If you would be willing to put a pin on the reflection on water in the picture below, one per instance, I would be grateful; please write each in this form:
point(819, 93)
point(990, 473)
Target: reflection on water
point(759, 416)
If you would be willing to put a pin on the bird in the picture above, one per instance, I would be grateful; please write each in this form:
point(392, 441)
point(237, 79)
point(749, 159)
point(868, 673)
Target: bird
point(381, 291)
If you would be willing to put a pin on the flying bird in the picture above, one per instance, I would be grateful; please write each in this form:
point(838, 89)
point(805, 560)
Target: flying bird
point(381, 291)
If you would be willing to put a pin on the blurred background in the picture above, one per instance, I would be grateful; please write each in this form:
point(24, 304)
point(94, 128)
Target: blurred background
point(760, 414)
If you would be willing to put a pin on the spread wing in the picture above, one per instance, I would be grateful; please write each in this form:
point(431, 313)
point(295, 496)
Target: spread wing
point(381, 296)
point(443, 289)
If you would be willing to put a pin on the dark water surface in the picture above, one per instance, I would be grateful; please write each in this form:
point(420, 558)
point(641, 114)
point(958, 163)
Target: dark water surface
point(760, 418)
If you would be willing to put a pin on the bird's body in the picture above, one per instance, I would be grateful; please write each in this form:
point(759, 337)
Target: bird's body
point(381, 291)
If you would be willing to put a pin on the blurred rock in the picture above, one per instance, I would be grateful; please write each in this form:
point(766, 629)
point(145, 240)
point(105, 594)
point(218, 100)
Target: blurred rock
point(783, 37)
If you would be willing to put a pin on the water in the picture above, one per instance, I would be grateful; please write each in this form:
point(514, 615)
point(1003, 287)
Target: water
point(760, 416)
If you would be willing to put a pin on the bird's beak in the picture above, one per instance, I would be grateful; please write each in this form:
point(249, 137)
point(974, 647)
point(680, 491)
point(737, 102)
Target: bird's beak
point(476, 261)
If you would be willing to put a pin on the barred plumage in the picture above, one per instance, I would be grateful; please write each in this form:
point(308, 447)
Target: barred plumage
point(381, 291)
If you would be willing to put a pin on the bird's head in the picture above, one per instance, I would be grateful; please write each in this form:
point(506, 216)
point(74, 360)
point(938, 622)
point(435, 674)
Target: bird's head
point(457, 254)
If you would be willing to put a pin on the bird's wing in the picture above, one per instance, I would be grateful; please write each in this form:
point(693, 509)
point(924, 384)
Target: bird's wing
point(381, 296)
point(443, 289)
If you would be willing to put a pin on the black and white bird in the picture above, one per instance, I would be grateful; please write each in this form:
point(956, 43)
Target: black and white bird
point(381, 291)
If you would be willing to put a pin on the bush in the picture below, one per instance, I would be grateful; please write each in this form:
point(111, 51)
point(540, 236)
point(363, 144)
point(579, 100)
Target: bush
==*==
## Task instructions
Copy out the rows from the line containing "the blurred background" through the line containing "point(760, 418)", inclusive, with no changes.

## Output for this task
If you would be willing to put a pin on the blurred background in the picture above, one per instance, I would be grateful; please write each in this form:
point(24, 304)
point(94, 128)
Target: blurred background
point(760, 414)
If you would be willing to put a pin on the spread wing in the picture above, one per instance, I would be grateful; please write each in this form:
point(431, 313)
point(295, 496)
Target: spread wing
point(381, 296)
point(443, 289)
If you would be willing to put a pin on the dark water surface in the picture above, one per instance, I would be grateful; please write each in this form:
point(420, 558)
point(641, 114)
point(958, 163)
Target: dark water surface
point(760, 418)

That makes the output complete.